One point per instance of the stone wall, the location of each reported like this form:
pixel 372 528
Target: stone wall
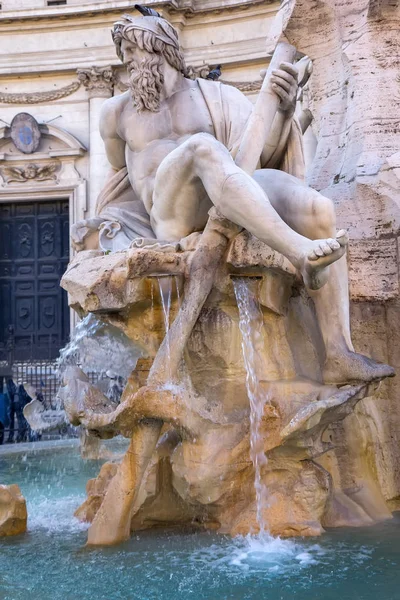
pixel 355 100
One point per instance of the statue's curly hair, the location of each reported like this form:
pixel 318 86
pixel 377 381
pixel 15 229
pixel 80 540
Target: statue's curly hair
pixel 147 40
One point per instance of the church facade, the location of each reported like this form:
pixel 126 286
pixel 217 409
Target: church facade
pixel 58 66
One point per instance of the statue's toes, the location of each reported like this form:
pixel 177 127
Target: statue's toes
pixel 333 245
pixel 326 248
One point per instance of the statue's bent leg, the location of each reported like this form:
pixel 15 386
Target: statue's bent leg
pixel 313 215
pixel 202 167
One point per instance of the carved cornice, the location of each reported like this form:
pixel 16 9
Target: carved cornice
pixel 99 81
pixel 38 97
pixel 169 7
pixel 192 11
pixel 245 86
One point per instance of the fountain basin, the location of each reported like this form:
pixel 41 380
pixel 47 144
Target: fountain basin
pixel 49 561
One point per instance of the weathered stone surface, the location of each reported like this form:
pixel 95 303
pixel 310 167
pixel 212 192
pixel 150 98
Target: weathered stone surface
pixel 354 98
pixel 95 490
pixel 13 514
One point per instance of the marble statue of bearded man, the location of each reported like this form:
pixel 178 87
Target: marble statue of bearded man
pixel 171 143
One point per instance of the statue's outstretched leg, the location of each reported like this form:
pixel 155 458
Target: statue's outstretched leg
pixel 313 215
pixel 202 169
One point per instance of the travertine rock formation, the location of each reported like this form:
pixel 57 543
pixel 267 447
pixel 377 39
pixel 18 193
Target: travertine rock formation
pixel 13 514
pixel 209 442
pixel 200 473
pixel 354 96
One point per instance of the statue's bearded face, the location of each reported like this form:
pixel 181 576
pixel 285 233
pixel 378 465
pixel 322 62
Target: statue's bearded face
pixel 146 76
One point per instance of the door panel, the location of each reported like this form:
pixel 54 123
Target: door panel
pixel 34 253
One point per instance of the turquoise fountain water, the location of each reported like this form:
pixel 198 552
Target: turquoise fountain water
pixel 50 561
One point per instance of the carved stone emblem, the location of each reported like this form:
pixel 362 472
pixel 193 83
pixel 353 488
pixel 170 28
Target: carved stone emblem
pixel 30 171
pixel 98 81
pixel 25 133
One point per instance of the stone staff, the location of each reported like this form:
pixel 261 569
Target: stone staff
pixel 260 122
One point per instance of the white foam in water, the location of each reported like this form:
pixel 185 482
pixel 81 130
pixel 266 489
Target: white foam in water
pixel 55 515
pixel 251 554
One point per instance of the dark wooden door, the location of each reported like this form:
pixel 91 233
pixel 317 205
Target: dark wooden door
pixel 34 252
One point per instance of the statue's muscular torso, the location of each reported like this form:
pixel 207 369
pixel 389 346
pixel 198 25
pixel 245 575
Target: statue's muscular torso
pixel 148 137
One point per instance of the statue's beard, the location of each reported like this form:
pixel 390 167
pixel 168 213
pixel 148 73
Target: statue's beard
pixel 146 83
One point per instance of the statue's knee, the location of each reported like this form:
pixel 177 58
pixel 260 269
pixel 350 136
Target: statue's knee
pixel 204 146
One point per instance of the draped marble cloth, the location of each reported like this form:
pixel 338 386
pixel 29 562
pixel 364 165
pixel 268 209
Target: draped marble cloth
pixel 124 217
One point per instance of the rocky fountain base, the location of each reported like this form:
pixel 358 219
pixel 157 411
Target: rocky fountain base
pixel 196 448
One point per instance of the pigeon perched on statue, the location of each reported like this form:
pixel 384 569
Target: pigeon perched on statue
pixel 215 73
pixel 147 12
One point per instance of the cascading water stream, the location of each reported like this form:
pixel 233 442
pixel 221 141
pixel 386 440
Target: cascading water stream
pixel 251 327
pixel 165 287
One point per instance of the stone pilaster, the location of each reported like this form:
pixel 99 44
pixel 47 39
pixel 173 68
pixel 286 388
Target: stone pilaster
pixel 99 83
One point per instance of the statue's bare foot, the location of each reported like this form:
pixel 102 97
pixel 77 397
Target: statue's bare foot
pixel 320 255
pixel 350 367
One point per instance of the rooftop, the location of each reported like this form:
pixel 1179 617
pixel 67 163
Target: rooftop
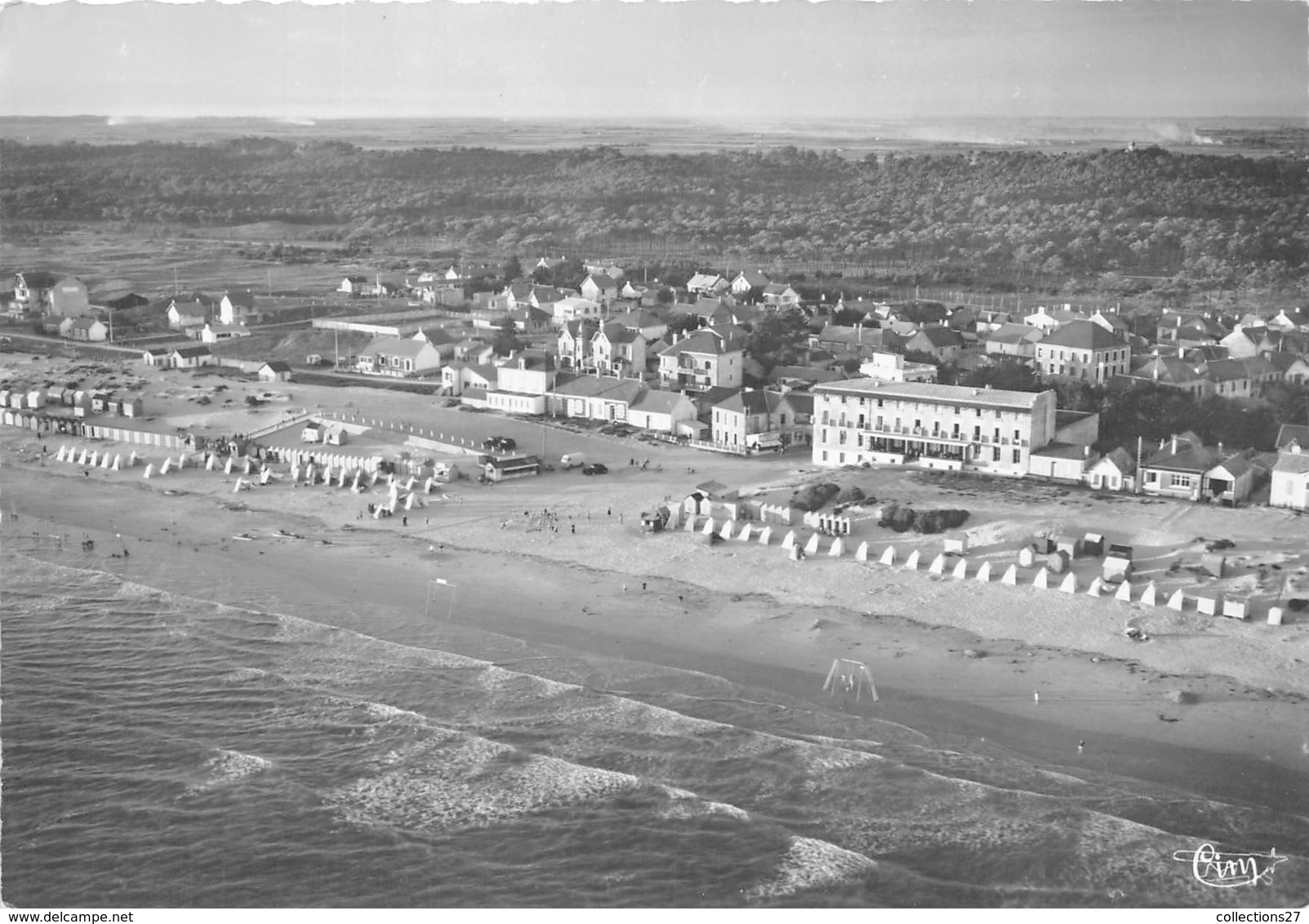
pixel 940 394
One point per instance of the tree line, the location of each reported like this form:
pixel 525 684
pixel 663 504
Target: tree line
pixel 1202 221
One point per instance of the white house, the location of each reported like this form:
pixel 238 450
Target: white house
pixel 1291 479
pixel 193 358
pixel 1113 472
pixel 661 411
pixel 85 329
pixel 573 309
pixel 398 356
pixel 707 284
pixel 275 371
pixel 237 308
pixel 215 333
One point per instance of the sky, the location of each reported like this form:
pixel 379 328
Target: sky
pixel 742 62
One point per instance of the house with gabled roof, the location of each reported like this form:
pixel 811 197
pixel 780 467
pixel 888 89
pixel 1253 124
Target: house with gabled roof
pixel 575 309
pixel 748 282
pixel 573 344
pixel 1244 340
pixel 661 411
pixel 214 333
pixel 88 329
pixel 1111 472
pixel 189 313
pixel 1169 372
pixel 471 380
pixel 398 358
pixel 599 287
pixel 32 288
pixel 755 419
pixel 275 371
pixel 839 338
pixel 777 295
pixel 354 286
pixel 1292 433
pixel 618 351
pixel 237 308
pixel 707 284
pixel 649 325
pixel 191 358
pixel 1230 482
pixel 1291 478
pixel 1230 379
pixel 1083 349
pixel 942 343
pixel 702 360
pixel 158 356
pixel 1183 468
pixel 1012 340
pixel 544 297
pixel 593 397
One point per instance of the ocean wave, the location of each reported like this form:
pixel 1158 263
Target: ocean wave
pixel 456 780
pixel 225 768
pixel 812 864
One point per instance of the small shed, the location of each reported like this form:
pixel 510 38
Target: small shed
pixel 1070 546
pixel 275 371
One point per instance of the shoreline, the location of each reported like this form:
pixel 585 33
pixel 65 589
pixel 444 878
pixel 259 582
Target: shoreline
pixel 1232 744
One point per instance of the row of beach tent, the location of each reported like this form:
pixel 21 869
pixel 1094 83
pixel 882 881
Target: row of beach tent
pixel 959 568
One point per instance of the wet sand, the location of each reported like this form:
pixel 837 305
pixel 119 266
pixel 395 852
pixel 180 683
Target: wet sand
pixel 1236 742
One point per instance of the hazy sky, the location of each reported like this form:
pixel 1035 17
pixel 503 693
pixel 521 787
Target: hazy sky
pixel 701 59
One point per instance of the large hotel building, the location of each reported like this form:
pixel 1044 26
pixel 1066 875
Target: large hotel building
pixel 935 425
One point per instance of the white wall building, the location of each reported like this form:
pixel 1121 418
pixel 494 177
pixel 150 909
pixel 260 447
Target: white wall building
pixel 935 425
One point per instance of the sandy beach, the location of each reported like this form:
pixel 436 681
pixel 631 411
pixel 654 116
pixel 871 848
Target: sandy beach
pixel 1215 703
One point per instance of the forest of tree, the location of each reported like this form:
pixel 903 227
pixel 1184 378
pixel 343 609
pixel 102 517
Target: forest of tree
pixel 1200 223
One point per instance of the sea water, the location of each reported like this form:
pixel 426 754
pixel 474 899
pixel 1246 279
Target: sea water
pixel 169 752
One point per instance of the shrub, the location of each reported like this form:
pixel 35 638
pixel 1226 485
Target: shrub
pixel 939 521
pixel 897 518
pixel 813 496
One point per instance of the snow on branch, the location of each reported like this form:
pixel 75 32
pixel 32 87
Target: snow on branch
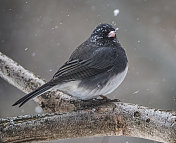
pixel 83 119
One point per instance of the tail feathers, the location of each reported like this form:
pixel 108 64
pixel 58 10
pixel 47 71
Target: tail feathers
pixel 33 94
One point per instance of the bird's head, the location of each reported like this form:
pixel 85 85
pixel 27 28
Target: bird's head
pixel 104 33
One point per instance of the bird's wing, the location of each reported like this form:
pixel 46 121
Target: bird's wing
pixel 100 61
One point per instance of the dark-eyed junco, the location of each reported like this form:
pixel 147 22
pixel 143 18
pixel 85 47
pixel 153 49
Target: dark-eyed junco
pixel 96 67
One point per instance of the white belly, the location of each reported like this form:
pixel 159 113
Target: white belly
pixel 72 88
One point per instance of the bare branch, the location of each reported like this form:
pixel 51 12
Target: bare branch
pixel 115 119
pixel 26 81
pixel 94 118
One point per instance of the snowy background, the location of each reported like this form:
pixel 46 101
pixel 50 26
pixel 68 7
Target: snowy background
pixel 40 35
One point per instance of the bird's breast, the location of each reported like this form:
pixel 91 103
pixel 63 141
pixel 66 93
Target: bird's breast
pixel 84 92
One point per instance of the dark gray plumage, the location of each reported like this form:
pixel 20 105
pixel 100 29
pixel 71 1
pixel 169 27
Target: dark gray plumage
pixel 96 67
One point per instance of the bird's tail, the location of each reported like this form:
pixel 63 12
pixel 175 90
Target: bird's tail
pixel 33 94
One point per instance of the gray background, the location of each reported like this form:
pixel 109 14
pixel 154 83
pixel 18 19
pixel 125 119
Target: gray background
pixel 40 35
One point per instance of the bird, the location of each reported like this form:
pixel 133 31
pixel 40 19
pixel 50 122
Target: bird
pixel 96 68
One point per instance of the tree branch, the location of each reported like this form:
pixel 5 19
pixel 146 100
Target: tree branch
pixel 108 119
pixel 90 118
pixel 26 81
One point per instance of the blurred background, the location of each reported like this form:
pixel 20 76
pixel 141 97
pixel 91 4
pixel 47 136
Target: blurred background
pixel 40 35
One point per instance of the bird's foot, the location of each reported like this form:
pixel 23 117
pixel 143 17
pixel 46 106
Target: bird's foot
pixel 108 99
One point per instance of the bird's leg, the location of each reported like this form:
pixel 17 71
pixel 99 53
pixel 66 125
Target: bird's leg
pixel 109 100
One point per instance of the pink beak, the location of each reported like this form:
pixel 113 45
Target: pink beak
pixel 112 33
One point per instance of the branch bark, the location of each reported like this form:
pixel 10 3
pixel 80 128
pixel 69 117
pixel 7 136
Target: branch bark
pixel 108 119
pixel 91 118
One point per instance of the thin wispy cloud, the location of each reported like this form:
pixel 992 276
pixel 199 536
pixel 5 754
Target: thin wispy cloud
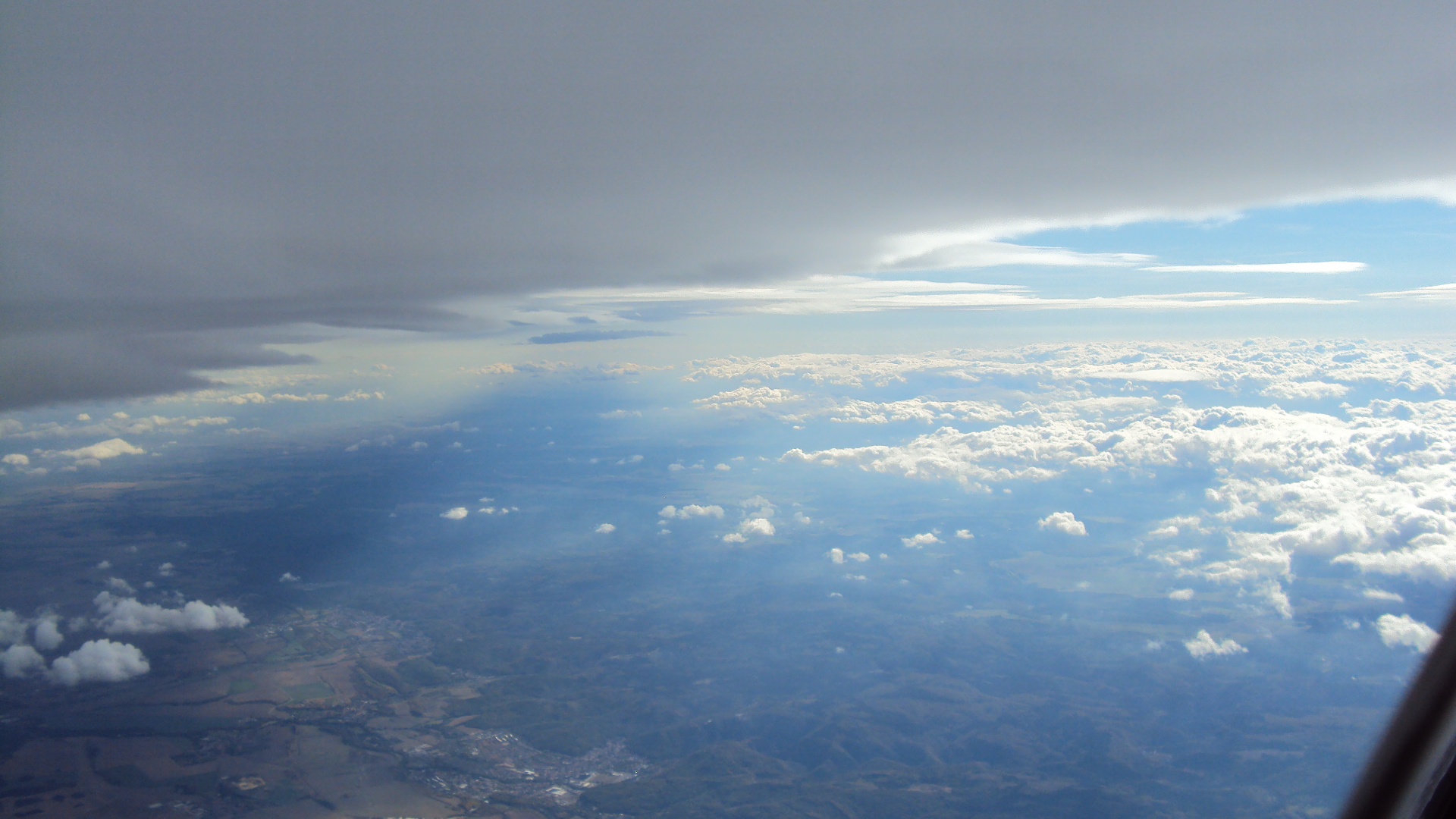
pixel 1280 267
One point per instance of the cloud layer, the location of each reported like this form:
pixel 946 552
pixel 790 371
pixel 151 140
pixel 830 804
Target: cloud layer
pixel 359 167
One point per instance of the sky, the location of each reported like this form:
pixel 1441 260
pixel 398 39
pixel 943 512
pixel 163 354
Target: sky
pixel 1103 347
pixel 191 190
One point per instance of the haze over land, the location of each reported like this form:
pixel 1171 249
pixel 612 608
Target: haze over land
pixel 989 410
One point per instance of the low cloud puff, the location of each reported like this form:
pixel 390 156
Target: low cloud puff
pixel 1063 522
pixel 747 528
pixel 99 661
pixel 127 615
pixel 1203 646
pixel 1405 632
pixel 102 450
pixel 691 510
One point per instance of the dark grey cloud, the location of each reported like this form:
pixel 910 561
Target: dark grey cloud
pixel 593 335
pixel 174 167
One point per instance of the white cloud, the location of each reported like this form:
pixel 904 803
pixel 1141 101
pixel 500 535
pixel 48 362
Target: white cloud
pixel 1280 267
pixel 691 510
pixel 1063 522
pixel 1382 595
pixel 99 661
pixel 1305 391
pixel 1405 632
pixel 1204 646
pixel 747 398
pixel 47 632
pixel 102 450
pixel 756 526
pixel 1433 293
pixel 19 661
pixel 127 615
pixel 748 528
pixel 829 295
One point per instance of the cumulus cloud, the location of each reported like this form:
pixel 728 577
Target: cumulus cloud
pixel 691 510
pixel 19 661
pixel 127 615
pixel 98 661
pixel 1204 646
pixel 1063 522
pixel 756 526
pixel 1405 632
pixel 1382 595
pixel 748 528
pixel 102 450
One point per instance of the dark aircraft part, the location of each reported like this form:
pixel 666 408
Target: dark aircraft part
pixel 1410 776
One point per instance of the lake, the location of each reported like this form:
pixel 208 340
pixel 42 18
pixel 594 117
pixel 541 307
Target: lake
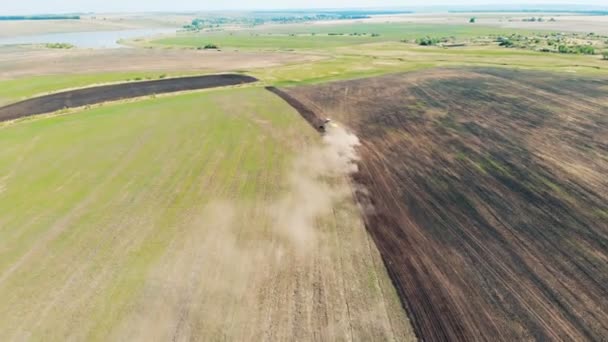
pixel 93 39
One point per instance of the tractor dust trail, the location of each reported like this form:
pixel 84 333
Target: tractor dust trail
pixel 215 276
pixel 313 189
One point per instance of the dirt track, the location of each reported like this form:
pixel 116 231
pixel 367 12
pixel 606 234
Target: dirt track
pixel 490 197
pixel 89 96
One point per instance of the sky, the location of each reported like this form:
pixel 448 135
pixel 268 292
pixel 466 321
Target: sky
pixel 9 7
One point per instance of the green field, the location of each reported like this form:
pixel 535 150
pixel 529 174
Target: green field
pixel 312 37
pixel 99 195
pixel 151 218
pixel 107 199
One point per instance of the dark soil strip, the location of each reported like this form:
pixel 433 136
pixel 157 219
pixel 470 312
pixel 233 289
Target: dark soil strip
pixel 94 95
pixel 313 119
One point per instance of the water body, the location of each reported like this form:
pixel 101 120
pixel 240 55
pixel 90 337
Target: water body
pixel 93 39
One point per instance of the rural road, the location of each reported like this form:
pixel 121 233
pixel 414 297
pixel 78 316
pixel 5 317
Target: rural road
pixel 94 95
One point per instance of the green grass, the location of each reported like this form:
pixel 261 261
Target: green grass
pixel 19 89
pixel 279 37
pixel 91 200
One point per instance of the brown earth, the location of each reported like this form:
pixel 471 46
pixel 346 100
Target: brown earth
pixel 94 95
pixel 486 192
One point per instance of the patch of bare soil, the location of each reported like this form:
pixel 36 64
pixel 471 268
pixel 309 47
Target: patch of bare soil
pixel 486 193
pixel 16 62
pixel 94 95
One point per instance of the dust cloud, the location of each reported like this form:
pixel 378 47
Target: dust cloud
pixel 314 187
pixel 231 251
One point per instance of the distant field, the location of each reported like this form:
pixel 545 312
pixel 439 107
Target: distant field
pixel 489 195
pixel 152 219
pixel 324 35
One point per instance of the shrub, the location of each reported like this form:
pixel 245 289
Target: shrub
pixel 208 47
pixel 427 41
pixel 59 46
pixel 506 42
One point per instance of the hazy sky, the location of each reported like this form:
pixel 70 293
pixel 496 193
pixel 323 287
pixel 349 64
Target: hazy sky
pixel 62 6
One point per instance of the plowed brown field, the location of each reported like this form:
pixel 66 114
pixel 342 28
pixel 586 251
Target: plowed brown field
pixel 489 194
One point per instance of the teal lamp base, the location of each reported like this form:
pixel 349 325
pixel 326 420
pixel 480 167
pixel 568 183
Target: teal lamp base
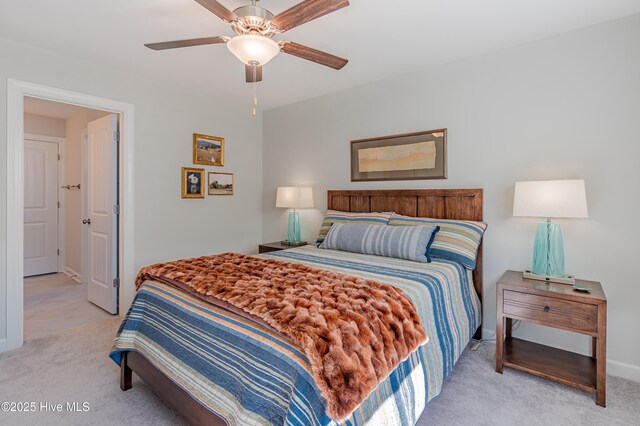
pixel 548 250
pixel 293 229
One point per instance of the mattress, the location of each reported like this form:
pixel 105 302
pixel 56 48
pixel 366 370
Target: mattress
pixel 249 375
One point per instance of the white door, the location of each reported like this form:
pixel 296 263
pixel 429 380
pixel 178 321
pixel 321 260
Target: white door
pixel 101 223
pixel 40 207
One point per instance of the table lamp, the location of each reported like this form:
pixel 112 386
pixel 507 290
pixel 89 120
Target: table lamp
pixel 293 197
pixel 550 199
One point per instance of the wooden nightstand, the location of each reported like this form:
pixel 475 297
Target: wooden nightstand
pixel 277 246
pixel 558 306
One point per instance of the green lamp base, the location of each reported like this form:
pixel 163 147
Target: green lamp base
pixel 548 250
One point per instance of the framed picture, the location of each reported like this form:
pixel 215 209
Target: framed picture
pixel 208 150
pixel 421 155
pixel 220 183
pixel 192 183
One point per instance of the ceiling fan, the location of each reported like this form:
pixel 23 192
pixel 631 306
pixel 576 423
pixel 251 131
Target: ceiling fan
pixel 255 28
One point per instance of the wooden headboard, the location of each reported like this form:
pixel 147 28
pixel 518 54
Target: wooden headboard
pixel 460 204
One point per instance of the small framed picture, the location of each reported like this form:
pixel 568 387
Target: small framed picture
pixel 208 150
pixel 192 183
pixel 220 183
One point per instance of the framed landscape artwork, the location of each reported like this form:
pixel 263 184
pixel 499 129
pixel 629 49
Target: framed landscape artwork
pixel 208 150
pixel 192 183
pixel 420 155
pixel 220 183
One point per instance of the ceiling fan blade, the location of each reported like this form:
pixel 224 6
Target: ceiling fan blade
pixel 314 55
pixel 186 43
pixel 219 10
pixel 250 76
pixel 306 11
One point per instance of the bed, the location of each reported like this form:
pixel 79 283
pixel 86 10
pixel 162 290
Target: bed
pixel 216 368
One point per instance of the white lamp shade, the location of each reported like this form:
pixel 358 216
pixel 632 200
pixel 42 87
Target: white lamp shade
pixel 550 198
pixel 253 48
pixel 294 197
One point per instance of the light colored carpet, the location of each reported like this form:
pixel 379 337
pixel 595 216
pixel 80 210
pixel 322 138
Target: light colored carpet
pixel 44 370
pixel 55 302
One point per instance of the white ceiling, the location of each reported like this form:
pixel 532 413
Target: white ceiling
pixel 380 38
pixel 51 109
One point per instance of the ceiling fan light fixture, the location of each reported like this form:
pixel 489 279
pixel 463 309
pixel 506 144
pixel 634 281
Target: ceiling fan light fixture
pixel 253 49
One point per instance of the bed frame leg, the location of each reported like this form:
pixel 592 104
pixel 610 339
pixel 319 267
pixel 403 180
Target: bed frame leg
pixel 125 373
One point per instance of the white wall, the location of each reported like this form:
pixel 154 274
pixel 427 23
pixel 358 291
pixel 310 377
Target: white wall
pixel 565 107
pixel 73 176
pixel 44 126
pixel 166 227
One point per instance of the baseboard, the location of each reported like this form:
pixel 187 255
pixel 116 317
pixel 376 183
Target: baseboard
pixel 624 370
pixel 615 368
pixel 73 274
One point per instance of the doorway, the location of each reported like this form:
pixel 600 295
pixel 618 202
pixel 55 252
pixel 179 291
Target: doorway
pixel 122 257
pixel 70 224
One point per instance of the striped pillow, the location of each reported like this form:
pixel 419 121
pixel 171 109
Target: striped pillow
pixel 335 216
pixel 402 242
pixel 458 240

» What to produce
In the listing above, copy out every line unchanged, from the line with "One point per instance of the framed picture, the" to the line with "pixel 255 28", including both of those lines.

» Written solution
One point per instance of the framed picture, the location of each reported like this form:
pixel 215 209
Target: framed picture
pixel 208 150
pixel 421 155
pixel 220 183
pixel 192 183
One point per instance of the ceiling fan, the location of each reported like this form:
pixel 23 192
pixel 631 306
pixel 576 423
pixel 251 131
Target: ceiling fan
pixel 255 28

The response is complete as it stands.